* **What is asked**
Pull out the stretch of records from the line containing "Scouting pass: put a marker on the queensland" through the line containing "[(568, 76)]" and reproduce those lines word for word.

(Records from a point-labeling set)
####
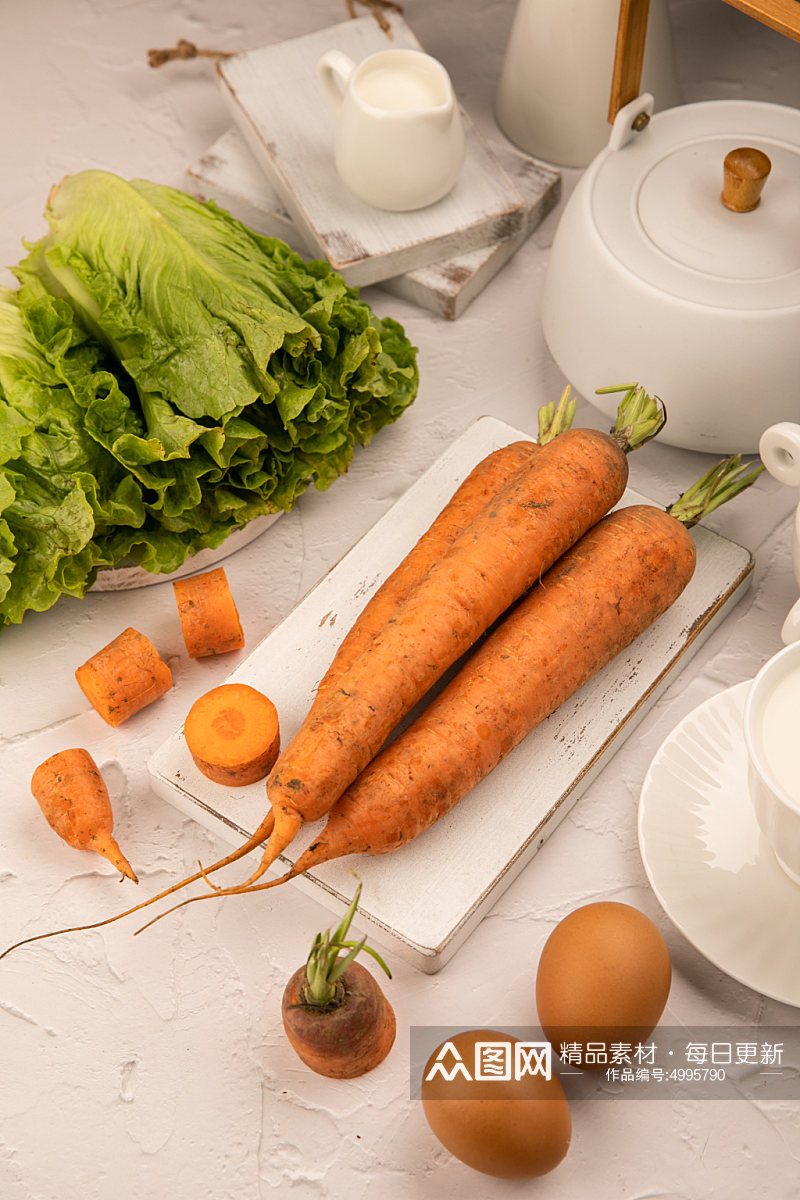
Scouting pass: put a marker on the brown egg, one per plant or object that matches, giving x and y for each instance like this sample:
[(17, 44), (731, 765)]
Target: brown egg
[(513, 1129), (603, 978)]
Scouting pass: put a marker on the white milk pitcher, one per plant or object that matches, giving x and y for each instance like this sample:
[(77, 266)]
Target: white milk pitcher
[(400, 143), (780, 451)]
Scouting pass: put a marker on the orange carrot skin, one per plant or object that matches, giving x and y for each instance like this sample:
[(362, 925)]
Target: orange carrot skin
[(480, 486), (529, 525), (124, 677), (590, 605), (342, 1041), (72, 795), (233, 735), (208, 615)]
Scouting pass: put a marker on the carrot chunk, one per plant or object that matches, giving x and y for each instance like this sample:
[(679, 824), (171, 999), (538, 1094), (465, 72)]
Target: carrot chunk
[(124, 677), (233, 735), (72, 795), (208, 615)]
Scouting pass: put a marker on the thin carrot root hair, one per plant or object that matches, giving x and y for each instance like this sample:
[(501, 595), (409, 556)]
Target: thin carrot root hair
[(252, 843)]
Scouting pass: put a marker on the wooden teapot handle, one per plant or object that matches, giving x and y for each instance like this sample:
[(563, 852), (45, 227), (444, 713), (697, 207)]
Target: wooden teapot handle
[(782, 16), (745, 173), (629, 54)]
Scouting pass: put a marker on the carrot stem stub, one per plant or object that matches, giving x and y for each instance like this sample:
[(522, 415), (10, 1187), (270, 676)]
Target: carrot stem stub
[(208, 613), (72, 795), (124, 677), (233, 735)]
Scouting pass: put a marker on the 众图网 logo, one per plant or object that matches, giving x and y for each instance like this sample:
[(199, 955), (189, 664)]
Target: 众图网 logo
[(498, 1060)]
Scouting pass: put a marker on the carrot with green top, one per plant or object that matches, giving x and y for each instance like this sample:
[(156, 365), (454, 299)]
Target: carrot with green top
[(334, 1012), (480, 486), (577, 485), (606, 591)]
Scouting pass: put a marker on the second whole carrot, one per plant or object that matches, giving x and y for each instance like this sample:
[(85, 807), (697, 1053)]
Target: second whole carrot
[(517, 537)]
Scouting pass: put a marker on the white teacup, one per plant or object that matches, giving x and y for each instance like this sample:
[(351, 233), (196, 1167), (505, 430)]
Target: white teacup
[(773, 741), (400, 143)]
####
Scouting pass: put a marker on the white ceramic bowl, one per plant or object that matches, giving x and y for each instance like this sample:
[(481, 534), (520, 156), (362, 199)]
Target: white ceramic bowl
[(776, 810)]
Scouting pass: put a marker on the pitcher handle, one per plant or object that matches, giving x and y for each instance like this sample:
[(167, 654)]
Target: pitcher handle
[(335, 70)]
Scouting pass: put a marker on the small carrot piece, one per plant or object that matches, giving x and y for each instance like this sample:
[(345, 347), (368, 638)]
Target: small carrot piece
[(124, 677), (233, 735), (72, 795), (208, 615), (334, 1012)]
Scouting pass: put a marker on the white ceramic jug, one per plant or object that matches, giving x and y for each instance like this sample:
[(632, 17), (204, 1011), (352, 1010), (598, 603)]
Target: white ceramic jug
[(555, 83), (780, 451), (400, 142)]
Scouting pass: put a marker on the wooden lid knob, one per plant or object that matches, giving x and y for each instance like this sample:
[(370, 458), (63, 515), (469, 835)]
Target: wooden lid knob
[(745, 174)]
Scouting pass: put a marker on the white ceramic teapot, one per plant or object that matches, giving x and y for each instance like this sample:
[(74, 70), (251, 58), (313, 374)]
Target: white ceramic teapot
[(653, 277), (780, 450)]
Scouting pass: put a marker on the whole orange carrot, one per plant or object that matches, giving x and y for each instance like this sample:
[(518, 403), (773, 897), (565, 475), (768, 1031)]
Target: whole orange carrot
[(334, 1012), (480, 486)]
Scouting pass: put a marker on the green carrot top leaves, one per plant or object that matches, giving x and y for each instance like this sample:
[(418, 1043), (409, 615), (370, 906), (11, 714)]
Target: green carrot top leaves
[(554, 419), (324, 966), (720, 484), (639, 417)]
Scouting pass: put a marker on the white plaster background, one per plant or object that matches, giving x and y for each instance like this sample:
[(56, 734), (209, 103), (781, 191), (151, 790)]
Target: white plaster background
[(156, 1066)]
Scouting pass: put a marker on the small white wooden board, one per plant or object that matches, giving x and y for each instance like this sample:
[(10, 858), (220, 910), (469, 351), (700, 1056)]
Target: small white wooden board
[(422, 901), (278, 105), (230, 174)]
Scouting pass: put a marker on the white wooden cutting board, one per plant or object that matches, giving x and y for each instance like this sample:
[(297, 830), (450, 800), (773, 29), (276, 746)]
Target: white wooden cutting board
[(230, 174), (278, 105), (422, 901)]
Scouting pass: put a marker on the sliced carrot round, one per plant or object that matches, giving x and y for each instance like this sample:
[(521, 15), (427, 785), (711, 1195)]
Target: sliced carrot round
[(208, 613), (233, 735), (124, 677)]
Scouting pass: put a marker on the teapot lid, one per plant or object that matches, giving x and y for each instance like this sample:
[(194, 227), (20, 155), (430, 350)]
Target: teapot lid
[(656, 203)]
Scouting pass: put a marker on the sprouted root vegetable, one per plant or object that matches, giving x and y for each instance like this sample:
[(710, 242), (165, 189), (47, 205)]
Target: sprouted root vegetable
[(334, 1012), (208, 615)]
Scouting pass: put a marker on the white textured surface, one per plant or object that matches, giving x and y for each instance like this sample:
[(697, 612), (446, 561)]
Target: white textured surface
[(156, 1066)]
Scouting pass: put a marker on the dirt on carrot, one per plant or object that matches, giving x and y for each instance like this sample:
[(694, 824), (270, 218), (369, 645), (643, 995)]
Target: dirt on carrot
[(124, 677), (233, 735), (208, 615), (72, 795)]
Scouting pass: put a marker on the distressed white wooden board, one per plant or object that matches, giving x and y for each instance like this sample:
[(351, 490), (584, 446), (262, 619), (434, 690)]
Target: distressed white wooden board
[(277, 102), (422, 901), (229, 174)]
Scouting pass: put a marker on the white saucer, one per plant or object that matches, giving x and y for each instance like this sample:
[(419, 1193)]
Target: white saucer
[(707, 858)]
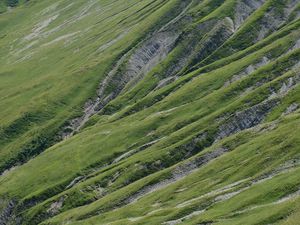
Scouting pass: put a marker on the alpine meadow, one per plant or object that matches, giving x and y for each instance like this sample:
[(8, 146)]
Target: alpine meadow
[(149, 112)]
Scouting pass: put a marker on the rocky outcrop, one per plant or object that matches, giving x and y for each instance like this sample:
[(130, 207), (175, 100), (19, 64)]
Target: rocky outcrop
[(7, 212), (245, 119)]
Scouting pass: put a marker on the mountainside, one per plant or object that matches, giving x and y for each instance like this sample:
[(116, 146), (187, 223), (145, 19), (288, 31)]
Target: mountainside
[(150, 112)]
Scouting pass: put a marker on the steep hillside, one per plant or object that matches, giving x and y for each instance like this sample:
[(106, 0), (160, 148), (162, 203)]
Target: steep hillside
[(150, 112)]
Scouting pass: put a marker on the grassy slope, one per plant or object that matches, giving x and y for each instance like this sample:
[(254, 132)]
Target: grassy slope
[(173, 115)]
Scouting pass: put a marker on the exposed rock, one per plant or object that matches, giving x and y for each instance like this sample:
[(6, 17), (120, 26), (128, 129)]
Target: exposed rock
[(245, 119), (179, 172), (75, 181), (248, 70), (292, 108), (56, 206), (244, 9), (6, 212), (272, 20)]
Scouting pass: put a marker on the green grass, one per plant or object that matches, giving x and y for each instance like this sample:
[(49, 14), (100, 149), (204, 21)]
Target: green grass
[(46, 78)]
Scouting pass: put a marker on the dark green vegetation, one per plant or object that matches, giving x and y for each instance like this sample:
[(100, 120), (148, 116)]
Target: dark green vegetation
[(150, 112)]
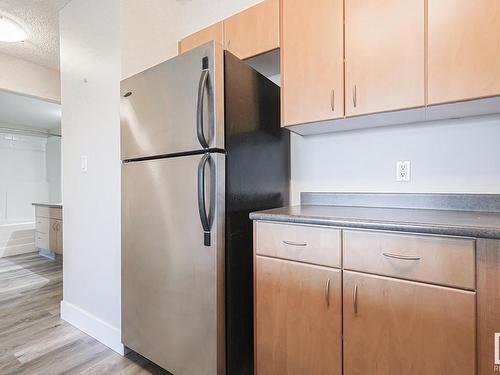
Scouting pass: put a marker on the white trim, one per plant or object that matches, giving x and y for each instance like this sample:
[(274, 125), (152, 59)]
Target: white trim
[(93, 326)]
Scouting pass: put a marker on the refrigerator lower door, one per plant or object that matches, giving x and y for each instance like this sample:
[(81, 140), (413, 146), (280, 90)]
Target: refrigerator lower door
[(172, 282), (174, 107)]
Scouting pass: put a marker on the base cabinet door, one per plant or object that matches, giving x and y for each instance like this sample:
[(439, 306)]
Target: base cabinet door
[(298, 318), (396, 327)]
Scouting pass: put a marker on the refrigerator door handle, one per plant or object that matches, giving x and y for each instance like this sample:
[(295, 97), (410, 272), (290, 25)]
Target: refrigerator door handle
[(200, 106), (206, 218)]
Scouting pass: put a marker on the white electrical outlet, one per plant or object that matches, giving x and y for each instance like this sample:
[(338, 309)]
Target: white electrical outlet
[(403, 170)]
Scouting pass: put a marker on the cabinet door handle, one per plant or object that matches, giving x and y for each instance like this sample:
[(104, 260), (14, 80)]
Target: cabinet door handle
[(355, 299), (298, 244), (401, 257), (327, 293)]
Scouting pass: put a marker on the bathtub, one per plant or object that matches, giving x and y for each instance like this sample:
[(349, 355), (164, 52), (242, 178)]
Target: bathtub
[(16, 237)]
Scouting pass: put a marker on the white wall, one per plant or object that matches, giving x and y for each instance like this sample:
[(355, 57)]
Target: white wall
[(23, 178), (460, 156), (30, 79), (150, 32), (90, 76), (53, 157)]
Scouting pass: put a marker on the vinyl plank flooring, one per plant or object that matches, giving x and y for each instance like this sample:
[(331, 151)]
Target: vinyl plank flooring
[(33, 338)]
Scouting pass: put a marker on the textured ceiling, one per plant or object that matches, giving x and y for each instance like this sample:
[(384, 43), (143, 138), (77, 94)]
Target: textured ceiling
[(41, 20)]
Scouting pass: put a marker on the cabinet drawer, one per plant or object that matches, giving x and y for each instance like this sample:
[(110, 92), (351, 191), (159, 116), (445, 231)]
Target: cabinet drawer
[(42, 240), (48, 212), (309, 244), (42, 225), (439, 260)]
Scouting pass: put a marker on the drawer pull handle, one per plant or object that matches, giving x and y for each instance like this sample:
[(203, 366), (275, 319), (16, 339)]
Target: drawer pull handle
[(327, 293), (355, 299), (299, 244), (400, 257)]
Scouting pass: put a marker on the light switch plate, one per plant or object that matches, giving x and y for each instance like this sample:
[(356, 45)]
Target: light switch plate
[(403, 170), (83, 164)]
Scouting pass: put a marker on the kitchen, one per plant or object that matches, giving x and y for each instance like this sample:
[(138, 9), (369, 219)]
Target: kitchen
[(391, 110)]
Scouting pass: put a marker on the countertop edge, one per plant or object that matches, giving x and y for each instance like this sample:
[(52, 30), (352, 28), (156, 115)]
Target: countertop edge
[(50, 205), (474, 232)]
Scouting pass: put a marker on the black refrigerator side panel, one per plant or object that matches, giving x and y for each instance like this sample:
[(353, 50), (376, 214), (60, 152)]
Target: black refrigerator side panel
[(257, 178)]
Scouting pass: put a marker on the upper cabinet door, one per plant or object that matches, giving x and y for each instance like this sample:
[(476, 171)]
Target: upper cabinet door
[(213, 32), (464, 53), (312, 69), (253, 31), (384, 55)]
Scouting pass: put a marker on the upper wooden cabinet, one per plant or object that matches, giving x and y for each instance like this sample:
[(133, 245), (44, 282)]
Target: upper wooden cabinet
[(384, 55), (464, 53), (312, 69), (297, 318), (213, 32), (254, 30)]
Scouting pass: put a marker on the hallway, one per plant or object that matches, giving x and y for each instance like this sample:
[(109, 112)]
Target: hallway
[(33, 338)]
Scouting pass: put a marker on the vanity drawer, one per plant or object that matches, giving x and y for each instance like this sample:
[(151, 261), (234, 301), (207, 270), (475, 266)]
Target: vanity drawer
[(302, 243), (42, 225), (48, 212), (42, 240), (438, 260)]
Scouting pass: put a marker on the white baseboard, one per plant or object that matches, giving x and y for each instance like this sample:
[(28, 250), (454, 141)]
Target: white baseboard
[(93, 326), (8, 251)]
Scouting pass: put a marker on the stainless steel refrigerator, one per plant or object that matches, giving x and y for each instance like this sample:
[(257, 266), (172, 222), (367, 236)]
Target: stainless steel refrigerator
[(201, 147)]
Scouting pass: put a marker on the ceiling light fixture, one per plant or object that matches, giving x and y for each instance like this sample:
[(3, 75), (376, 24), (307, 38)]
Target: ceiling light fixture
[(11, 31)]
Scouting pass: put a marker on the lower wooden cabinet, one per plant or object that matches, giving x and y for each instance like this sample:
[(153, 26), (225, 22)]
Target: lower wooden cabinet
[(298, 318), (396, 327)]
####
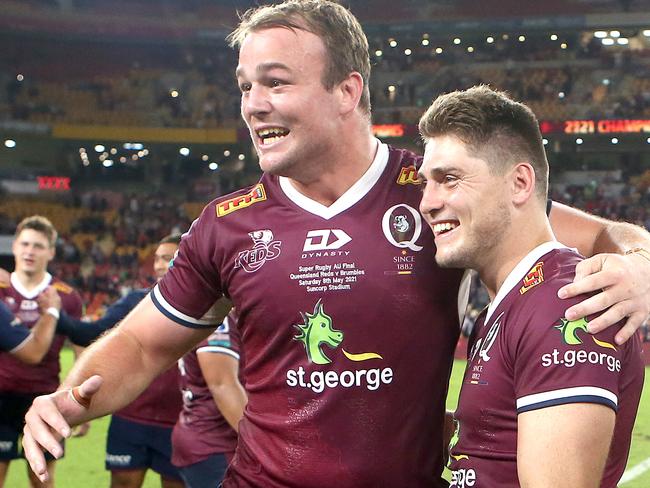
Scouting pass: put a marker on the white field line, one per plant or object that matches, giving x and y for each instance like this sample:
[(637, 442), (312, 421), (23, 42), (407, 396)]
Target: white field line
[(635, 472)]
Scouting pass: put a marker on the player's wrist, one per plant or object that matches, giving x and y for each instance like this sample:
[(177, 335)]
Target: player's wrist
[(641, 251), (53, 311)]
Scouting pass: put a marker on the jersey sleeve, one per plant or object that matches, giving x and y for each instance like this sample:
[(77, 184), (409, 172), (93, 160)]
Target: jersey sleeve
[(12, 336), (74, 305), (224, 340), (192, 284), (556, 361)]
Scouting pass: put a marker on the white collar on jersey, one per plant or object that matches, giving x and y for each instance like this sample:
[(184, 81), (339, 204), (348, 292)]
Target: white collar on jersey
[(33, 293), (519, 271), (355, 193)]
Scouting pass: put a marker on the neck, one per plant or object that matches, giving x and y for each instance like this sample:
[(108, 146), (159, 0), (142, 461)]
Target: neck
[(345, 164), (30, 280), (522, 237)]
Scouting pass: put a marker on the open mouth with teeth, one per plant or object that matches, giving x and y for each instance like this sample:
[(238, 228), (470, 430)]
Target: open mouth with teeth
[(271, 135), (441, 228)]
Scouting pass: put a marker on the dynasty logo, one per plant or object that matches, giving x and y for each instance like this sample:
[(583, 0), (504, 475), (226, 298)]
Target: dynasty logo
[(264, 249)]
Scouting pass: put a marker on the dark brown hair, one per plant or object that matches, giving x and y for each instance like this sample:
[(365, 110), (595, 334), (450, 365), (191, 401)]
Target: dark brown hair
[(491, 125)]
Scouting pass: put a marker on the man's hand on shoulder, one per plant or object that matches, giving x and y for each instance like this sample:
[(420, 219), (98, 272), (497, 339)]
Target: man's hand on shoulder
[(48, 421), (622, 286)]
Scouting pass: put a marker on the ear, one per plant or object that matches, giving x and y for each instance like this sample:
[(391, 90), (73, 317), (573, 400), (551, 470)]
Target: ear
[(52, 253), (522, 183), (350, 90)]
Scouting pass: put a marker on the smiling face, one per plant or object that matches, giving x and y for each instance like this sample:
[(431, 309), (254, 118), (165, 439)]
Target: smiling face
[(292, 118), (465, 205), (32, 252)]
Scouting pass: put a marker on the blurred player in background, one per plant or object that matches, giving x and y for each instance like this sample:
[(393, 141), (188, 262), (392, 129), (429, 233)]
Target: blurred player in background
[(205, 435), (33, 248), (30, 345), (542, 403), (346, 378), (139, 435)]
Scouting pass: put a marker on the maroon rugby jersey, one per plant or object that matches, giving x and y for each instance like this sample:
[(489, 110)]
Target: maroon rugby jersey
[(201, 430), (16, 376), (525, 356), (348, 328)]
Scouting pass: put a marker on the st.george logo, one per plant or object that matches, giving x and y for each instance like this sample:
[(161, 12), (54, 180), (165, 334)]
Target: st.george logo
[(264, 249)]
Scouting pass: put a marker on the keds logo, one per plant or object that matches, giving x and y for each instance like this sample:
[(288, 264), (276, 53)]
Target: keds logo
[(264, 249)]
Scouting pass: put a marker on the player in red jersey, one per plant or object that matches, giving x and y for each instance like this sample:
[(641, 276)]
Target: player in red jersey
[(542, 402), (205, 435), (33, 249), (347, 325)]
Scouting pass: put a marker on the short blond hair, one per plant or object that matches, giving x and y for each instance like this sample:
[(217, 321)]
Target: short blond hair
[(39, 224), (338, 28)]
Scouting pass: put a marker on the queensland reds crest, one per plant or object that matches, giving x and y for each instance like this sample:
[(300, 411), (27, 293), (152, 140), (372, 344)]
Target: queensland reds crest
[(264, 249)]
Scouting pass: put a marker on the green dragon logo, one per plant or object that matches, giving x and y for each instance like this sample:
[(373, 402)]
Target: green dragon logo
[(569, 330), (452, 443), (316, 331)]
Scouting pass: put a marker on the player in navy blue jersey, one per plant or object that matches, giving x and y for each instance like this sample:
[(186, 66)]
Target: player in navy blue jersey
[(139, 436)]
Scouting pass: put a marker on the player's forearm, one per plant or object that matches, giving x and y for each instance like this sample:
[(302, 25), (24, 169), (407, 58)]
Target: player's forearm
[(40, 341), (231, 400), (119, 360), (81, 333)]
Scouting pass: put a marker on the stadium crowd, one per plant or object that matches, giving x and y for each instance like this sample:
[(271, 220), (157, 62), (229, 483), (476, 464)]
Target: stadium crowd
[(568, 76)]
####
* **Response for this exercise**
Scouting pass: put a marker on the queensland reds crest, one per plant or object that matches, giving x and y for each instance like this sample:
[(300, 411), (27, 293), (152, 140), (372, 344)]
Target: queensland reds crest
[(264, 249)]
Scouting pass: put a marker on the green dragon logo, one per plant or object that matches, giving x and y for each instance like this sample:
[(373, 402)]
Target: green dragon logo
[(569, 330), (452, 443), (316, 331)]
Scouting pass: put a marker on the player in navy blue jersey, one per plant or object that matches, giving x and y for each instance like this sample:
[(186, 66)]
Target: player in navy blue jersey
[(139, 436)]
Scouting pass: put a marker on the player's forearm, one per plant or object that matches, giving x and y for each instance like this sample:
[(302, 25), (24, 169), (407, 58)]
Target: player's forearm
[(40, 341), (231, 400), (119, 360), (81, 333)]
Scouting pass: put a marker on the stadium crowd, one per plant or object that matches, giving x and y for each instance like this sample:
[(271, 220), (157, 62), (229, 483), (476, 464)]
Target: stadium crowd
[(568, 76)]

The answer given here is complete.